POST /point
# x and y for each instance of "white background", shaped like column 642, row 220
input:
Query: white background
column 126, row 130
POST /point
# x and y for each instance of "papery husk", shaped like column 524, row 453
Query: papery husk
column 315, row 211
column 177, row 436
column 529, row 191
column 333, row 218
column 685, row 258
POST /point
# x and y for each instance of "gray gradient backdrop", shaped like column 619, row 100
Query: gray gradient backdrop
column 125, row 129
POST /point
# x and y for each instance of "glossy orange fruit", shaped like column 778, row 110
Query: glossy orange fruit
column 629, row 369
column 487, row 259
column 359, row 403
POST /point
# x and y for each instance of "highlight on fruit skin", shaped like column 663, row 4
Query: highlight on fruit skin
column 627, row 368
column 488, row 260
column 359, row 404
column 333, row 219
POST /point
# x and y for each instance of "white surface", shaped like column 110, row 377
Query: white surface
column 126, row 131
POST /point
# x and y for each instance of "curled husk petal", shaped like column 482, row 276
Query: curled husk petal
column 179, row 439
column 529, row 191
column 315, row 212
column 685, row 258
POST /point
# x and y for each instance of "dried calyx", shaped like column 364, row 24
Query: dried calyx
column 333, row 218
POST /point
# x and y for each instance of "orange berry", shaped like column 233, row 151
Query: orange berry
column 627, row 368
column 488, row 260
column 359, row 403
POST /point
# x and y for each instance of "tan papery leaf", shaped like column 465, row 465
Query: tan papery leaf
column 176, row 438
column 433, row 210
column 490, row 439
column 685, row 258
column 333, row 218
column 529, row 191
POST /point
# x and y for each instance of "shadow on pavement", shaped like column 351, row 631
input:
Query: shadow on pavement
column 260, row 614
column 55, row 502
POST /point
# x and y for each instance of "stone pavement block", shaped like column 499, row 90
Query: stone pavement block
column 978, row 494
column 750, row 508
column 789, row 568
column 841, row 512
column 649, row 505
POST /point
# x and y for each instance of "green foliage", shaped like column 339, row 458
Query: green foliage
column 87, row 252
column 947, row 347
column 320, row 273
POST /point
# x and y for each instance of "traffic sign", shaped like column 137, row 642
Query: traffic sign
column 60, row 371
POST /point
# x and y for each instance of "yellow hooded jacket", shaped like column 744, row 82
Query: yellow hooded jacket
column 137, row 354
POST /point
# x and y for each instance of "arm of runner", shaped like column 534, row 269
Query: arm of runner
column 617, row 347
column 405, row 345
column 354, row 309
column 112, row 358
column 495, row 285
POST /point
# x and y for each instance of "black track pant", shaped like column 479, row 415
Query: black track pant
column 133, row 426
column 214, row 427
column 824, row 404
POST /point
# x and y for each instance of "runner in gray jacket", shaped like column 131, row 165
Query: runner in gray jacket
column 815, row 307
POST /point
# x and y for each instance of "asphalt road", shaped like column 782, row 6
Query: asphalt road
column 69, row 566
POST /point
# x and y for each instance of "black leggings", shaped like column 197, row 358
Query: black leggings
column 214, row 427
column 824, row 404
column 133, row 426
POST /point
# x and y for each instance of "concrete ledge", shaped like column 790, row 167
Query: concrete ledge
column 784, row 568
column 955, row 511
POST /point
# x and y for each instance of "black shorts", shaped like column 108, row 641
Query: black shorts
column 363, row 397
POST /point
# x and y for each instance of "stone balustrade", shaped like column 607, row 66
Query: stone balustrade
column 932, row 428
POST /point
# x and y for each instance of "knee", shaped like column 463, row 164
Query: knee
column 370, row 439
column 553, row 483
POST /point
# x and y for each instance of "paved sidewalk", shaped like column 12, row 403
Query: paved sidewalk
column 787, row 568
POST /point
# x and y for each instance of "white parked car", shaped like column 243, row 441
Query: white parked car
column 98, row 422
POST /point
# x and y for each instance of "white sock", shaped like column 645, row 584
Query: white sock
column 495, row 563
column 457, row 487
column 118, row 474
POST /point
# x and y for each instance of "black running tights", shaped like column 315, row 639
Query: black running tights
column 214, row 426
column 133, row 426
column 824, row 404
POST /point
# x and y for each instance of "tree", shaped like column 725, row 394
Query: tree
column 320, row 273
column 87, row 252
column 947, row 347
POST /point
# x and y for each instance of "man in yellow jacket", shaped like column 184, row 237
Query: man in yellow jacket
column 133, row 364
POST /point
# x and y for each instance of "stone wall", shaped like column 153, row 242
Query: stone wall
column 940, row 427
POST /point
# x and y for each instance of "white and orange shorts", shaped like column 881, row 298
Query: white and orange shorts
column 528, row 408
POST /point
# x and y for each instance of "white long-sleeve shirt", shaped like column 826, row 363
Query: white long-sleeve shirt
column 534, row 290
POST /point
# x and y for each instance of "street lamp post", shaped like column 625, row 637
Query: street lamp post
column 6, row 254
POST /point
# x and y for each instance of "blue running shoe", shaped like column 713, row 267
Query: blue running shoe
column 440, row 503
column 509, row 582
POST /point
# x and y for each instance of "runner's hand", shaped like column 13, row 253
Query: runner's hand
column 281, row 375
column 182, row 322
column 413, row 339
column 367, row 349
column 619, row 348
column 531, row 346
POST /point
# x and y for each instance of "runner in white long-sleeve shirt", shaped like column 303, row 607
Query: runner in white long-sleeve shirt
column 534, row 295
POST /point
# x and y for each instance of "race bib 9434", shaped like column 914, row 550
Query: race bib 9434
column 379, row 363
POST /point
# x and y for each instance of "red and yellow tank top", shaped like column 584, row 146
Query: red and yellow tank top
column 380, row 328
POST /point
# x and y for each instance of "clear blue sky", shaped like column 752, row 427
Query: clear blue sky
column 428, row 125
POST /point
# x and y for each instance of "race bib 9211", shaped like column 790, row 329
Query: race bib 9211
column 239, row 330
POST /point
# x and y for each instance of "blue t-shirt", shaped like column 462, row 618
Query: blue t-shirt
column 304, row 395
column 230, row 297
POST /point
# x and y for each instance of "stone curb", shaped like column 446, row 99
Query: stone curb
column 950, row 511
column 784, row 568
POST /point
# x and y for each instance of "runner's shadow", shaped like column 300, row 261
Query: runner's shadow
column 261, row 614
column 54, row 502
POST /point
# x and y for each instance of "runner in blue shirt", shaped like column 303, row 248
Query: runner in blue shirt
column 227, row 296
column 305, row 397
● ● ● ● ●
Would you restate every record word for word?

_WRITTEN SOLUTION_:
POST /point
# x and y for each instance of "white background", shaped like column 642, row 220
input:
Query: white background
column 126, row 130
POST /point
# x and y for each instance of "papery husk", shaped like column 524, row 453
Query: papery husk
column 315, row 211
column 177, row 436
column 529, row 191
column 333, row 218
column 685, row 258
POST /point
# x and y for each instance of "gray gradient backdrop", shaped like column 619, row 100
Query: gray gradient backdrop
column 125, row 129
POST /point
# x and y for each instance of "glossy orange fruit", shaped like column 778, row 110
Query: glossy orange fruit
column 629, row 369
column 487, row 259
column 359, row 403
POST /point
# x and y for each instance of "highlight on fruit skin", shaped like column 663, row 4
Query: highlight on fruit skin
column 627, row 368
column 488, row 260
column 359, row 404
column 333, row 219
POST /point
# x and y for each instance of "white surface", shaped like column 110, row 377
Query: white surface
column 126, row 131
POST /point
# x and y for each instance of "curled husk petal", shaped like column 482, row 276
Query: curled husk petal
column 179, row 439
column 529, row 191
column 315, row 212
column 685, row 258
POST /point
# x and y for each instance of "dried calyx", shaped like column 364, row 24
Query: dried calyx
column 333, row 218
POST /point
# x and y for each instance of "orange berry", shaped like column 233, row 151
Query: orange berry
column 627, row 368
column 488, row 260
column 359, row 403
POST /point
# x and y for each instance of "tan papery leaf", shaped like column 465, row 465
Query: tan papery leaf
column 176, row 438
column 433, row 210
column 490, row 439
column 685, row 258
column 333, row 218
column 529, row 191
POST /point
# x and y for each instance of "shadow on pavement", shaped like column 351, row 631
input:
Query: shadow on pavement
column 260, row 614
column 55, row 502
POST /point
# x and y for each instance of "stone pavement block", shaped like column 499, row 90
Query: stone pavement block
column 978, row 494
column 750, row 508
column 789, row 568
column 841, row 512
column 649, row 505
POST /point
# x and y for each instance of "green foliage", shaped like column 339, row 458
Query: green foliage
column 87, row 252
column 947, row 347
column 320, row 273
POST /point
# x and y for each instance of "traffic sign", shaped like column 137, row 642
Query: traffic sign
column 60, row 371
POST /point
# x and y for each instance of "yellow hooded jacket", shaped like column 744, row 82
Query: yellow hooded jacket
column 137, row 354
POST /point
# x and y for each instance of "arm of runner", shaped like column 534, row 269
Query: arm of runner
column 617, row 347
column 405, row 345
column 354, row 309
column 112, row 358
column 495, row 285
POST /point
# x and y for each instance of "black track pant", shaped like column 479, row 415
Query: black track pant
column 133, row 426
column 214, row 427
column 824, row 404
POST /point
# x and y for each instance of "runner in gray jacket", shaped like column 131, row 165
Query: runner in gray jacket
column 815, row 307
POST /point
# x and y for each instance of "asphalt road", shaped like column 782, row 6
Query: asphalt road
column 69, row 566
POST /point
# x and y for each instance of "black leggings", shaped like column 197, row 358
Query: black leggings
column 214, row 427
column 824, row 404
column 133, row 426
POST /point
# x and y for each instance of "concrete ledge", shaped like column 790, row 167
Query: concrete ledge
column 784, row 568
column 955, row 511
POST /point
# x and y for each instance of "black shorts", shaped like column 108, row 641
Query: black shorts
column 363, row 397
POST /point
# x and y for each instance of "stone balustrade", shaped like column 607, row 66
Query: stone balustrade
column 932, row 428
POST /point
# x and y for each instance of "knee", shaped like column 463, row 164
Query: knee
column 370, row 439
column 553, row 483
POST /point
# x and y for each instance of "paved sidewalk", shaped like column 12, row 403
Query: paved sidewalk
column 787, row 568
POST /point
# x and y for each instance of "white parked car", shaped like column 243, row 441
Query: white parked car
column 98, row 422
POST /point
# x and y for each instance of "white sock", shaped like column 645, row 584
Query: white sock
column 495, row 563
column 457, row 487
column 118, row 474
POST /point
# x and y for each instance of "black running tights", shaped like column 315, row 639
Query: black running tights
column 214, row 426
column 133, row 426
column 824, row 404
POST /point
# x and y for each instance of "tree", shaped like column 725, row 394
Query: tree
column 320, row 273
column 87, row 252
column 947, row 347
POST /point
# x and y for each instance of "man in yellow jacket", shaped like column 184, row 237
Query: man in yellow jacket
column 133, row 364
POST /point
# x and y for each instance of "stone wall", shaped like column 153, row 242
Query: stone wall
column 940, row 427
POST /point
# x and y for each instance of "white and orange shorts", shaped like column 881, row 298
Query: white and orange shorts
column 528, row 408
POST /point
# x and y for each instance of "white long-sleeve shirt", shaped like column 826, row 363
Query: white long-sleeve shirt
column 534, row 290
POST /point
# x and y for each instance of "street lamp post", shaped like column 625, row 637
Query: street lamp post
column 6, row 254
POST /point
# x and y for each instance of "blue running shoe", shaped like column 713, row 267
Query: blue running shoe
column 440, row 503
column 509, row 582
POST /point
# x and y for each instance of "runner's hand", shaped like column 13, row 253
Query: runner's hand
column 281, row 375
column 182, row 322
column 413, row 339
column 367, row 349
column 619, row 348
column 531, row 346
POST /point
# x and y for each instance of "runner in white long-sleeve shirt", shaped like column 303, row 607
Query: runner in white long-sleeve shirt
column 534, row 295
POST /point
# x and y for each instance of "race bib 9434", shaped like column 914, row 550
Query: race bib 9434
column 379, row 363
POST /point
# x and y for each instance of "red and yellow tank top", shaped like column 584, row 146
Query: red and yellow tank top
column 380, row 328
POST /point
# x and y for each instance of "clear blue sky", shaped like column 752, row 427
Query: clear blue sky
column 428, row 125
POST /point
# x and y for each instance of "race bib 9211", shaped like column 790, row 329
Query: race bib 9211
column 239, row 330
POST /point
# x and y for each instance of "blue t-shirt", shaped like column 462, row 618
Query: blue t-shirt
column 304, row 395
column 230, row 297
POST /point
# x and y for each instance of "stone curb", shaped like column 446, row 99
Query: stone curb
column 950, row 511
column 784, row 568
POST /point
# x and y for each instance of "runner's shadow", shaped like column 300, row 261
Query: runner's shadow
column 261, row 614
column 54, row 502
POST /point
# x and y for each instance of "runner in blue shirt", shaped like column 303, row 248
Query: runner in blue shirt
column 227, row 296
column 305, row 397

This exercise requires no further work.